PROVIDED ENTRIES:
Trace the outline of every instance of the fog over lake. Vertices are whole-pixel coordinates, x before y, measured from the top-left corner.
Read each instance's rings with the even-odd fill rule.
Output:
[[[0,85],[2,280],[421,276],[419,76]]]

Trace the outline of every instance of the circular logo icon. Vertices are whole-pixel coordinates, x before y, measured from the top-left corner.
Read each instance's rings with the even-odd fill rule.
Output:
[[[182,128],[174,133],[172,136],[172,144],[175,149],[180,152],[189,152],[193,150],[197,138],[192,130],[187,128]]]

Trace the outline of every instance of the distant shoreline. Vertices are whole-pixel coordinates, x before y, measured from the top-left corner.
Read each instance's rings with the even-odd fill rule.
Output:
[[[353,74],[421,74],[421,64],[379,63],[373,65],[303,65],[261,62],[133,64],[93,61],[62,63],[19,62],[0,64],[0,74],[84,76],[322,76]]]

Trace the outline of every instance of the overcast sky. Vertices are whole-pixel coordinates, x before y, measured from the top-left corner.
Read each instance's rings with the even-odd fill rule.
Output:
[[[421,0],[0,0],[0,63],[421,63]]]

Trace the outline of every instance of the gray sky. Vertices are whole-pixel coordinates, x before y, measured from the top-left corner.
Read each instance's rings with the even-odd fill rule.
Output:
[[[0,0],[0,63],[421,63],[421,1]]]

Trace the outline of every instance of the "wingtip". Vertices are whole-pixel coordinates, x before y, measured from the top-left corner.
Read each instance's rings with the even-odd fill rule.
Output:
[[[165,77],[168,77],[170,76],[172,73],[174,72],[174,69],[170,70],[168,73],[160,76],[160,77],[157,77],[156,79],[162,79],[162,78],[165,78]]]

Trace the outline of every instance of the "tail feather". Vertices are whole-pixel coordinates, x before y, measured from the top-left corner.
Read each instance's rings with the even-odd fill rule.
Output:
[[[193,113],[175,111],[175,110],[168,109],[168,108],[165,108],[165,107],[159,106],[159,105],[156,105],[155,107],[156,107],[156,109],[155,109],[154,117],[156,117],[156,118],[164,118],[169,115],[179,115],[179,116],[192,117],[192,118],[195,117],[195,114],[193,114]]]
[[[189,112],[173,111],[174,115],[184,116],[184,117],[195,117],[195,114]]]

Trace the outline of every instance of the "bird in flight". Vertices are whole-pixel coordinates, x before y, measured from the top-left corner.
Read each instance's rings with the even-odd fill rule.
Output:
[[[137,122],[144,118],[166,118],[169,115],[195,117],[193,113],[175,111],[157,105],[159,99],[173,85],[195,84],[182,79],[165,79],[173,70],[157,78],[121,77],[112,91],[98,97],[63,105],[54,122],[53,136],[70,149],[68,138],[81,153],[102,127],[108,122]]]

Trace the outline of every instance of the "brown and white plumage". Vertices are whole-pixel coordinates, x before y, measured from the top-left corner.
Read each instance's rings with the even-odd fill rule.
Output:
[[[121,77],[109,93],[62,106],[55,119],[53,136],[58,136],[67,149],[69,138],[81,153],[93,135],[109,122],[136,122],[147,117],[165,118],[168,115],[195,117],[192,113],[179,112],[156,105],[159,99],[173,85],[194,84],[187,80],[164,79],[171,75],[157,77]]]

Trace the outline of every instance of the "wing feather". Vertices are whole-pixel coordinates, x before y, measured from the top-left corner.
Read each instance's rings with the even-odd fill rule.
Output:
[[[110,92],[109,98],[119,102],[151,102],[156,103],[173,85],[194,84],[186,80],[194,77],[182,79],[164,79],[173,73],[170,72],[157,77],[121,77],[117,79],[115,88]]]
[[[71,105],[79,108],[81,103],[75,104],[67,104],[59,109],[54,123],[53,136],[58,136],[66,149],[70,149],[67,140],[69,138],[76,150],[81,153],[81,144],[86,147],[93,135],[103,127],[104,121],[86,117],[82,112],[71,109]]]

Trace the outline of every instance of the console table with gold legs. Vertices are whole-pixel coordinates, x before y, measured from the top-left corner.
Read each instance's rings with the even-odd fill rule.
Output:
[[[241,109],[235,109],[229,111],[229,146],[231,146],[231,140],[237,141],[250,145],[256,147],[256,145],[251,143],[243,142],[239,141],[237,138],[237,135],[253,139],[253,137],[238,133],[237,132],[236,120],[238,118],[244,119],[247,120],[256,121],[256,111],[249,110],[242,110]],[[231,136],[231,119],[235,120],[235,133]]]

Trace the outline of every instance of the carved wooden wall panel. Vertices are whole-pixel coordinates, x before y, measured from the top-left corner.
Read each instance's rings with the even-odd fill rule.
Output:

EXERCISE DIRECTIONS: Reproduce word for word the lines of the records above, starting at the line that contains "Trace the outline of every instance of the carved" and ending at the end of the records.

OUTPUT:
Trace the outline of every instance of the carved wooden wall panel. Vertices are whole-pixel coordinates, x before y, measured from the top-left corner.
Read each instance's rings with the even-odd fill rule.
Output:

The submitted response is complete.